Exercise task =>
Copy everything from the line containing "Target: grassy lawn" down to the end of the material, replacing "granite mountain face" with "rocky cliff" and keeping all else unchanged. Leave the pictures out.

## begin

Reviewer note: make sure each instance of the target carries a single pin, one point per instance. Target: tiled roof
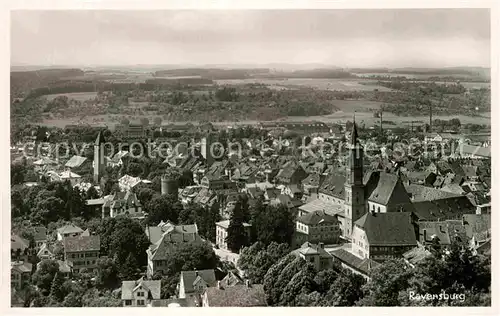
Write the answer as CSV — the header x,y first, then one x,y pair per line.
x,y
451,208
392,228
75,161
417,254
236,296
479,151
21,266
82,243
334,186
152,287
317,217
476,223
40,233
155,233
191,277
329,207
167,242
423,193
308,248
17,242
69,229
362,265
389,189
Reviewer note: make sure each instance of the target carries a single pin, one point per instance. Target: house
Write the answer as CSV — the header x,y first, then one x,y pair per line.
x,y
119,159
416,255
381,236
473,152
317,226
69,230
46,252
40,236
18,246
315,254
123,204
82,252
192,284
140,293
180,232
241,295
159,251
20,273
346,260
291,175
221,232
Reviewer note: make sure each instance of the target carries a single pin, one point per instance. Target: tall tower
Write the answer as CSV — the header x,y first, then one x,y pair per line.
x,y
98,157
207,148
354,188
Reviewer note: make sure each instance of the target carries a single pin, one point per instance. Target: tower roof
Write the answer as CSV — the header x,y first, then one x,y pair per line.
x,y
100,139
354,134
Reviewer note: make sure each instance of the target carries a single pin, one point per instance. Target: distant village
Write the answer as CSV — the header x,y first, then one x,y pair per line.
x,y
201,227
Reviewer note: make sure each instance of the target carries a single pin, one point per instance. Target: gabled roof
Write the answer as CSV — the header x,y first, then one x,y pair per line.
x,y
424,193
308,248
451,208
391,228
152,287
20,266
416,255
190,277
69,229
82,243
362,265
99,139
75,161
317,217
329,207
236,296
389,190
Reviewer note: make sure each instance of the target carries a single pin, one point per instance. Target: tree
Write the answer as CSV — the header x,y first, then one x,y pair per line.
x,y
237,236
107,274
44,275
302,283
128,239
346,290
275,280
386,283
130,269
274,224
162,208
157,120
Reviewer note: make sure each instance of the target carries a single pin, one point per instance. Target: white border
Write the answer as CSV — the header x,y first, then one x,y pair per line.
x,y
221,4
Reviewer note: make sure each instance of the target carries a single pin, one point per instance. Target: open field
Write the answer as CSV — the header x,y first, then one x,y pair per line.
x,y
321,84
79,96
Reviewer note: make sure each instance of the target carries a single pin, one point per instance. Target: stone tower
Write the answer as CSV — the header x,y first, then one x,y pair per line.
x,y
99,164
207,148
354,189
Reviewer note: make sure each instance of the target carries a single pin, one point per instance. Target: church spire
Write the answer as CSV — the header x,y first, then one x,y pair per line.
x,y
354,132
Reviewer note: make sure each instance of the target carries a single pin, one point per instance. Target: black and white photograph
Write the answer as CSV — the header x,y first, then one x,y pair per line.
x,y
250,158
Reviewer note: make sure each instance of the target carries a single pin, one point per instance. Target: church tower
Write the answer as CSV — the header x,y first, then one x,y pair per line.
x,y
98,158
354,188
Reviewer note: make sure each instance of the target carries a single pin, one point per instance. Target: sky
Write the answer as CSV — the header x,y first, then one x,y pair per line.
x,y
344,38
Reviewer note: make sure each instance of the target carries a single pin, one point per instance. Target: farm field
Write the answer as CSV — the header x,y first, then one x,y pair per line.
x,y
321,84
79,96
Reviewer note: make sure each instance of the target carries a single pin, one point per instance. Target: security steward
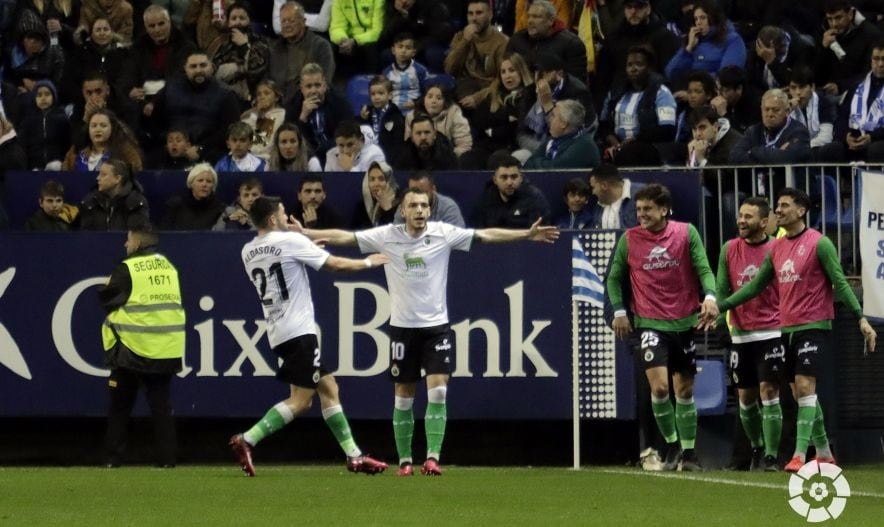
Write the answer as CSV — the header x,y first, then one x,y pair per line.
x,y
143,337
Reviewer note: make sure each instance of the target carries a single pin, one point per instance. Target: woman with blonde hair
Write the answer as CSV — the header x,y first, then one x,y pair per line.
x,y
108,138
290,152
265,117
448,118
499,110
380,197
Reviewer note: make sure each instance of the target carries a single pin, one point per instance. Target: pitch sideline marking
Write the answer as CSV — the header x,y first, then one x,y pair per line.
x,y
722,481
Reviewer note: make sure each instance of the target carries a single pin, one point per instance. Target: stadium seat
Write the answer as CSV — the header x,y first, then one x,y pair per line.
x,y
441,78
710,387
357,92
830,197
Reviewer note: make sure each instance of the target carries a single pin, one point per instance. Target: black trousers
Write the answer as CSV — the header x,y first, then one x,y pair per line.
x,y
123,388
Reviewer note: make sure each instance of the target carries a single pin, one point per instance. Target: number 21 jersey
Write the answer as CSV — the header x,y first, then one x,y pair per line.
x,y
275,265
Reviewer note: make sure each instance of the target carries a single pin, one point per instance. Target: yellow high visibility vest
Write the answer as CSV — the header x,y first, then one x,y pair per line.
x,y
152,321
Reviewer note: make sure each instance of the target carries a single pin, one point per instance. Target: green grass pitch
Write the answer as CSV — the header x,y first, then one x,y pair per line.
x,y
328,495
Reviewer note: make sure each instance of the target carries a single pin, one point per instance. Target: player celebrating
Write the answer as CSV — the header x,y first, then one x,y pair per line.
x,y
420,337
755,333
808,275
666,262
276,263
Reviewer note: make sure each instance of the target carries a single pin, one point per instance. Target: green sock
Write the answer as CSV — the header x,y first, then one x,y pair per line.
x,y
403,431
772,426
434,426
751,419
337,422
818,434
804,426
665,418
686,421
273,421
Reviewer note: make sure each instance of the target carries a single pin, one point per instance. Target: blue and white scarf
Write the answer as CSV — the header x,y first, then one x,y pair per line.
x,y
861,118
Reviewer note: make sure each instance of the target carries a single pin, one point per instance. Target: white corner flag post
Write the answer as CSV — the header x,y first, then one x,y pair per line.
x,y
586,286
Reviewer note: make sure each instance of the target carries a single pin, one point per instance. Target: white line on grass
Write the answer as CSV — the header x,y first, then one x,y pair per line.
x,y
722,481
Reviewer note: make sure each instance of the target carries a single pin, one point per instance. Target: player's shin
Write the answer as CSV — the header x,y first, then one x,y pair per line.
x,y
337,423
403,427
435,421
273,421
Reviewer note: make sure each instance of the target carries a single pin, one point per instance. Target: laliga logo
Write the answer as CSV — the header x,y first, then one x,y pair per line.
x,y
818,492
10,355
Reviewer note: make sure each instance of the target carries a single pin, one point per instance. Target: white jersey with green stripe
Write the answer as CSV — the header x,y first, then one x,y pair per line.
x,y
275,263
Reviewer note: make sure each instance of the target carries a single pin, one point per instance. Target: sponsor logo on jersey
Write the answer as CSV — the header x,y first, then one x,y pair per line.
x,y
787,272
659,258
747,274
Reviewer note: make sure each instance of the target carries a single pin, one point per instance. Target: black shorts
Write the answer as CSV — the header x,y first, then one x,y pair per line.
x,y
755,362
301,365
802,352
413,349
673,350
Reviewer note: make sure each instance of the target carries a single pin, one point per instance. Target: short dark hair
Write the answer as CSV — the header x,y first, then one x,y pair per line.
x,y
412,190
761,203
143,230
349,128
502,158
51,187
576,186
732,77
704,112
262,209
656,193
833,6
422,174
251,182
178,130
607,172
646,52
404,35
798,196
802,75
309,178
422,117
704,78
121,168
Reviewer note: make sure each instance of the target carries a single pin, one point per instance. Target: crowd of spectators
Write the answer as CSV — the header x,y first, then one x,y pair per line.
x,y
112,87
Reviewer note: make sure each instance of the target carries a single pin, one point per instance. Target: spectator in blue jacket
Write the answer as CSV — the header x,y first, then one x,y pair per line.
x,y
777,139
712,43
613,207
576,194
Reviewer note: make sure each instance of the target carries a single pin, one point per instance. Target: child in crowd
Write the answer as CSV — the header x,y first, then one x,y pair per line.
x,y
576,195
177,154
45,133
383,116
406,74
240,158
236,217
54,215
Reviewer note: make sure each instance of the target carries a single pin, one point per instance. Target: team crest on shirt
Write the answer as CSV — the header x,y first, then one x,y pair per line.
x,y
747,274
787,272
659,258
415,266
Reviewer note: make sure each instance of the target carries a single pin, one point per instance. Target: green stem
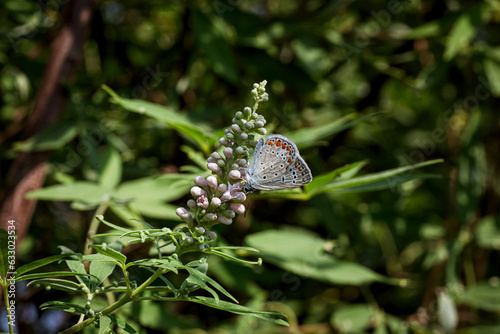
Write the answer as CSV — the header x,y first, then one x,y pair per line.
x,y
94,225
6,298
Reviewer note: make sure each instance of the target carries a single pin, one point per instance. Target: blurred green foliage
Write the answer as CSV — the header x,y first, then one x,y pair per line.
x,y
428,71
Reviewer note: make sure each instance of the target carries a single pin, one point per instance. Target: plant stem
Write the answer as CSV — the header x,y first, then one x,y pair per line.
x,y
6,298
94,225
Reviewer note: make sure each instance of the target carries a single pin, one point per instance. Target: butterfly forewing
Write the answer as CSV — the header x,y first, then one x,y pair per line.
x,y
277,165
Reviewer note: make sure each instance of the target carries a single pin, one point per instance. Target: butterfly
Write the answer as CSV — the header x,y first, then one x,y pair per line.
x,y
276,165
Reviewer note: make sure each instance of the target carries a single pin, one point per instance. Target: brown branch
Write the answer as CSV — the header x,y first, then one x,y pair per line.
x,y
27,172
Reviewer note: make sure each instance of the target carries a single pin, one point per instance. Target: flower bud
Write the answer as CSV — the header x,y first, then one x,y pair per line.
x,y
216,202
202,202
192,204
261,131
212,235
236,128
241,197
197,191
183,213
229,213
228,152
235,174
224,220
213,167
237,207
212,181
200,180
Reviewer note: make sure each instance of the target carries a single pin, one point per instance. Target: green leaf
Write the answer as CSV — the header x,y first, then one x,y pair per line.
x,y
210,41
200,279
172,118
122,324
274,317
110,168
43,262
63,306
353,318
101,269
78,191
108,251
300,251
341,173
104,324
483,296
463,31
492,72
488,233
4,253
51,274
52,138
58,284
310,137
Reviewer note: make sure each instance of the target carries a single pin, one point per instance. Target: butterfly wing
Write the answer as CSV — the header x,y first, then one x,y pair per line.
x,y
277,165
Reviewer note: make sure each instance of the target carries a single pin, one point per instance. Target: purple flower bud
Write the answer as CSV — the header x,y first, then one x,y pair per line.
x,y
202,202
212,182
241,197
236,128
216,202
213,167
228,152
237,207
211,216
224,220
197,191
259,124
199,180
183,213
212,235
235,174
262,131
216,156
229,214
192,204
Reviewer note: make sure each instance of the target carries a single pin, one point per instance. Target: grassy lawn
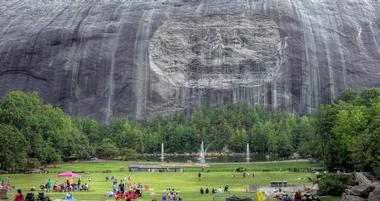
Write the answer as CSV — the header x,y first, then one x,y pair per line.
x,y
186,183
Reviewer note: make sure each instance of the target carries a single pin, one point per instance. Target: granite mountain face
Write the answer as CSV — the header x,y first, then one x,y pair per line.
x,y
140,58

## end

Response below =>
Reviewer note: make sure each instance of the target carries a single pin, one point per instance. Target: grassy lawn
Write the answer as CSV — the header x,y first, then one x,y pair per line.
x,y
186,183
Reviewer note: make sure each instance of the target carries a single pin, one point per instance. Target: rocky cliff
Write the answer as CSV — the header x,y first, then one x,y pair per line.
x,y
140,58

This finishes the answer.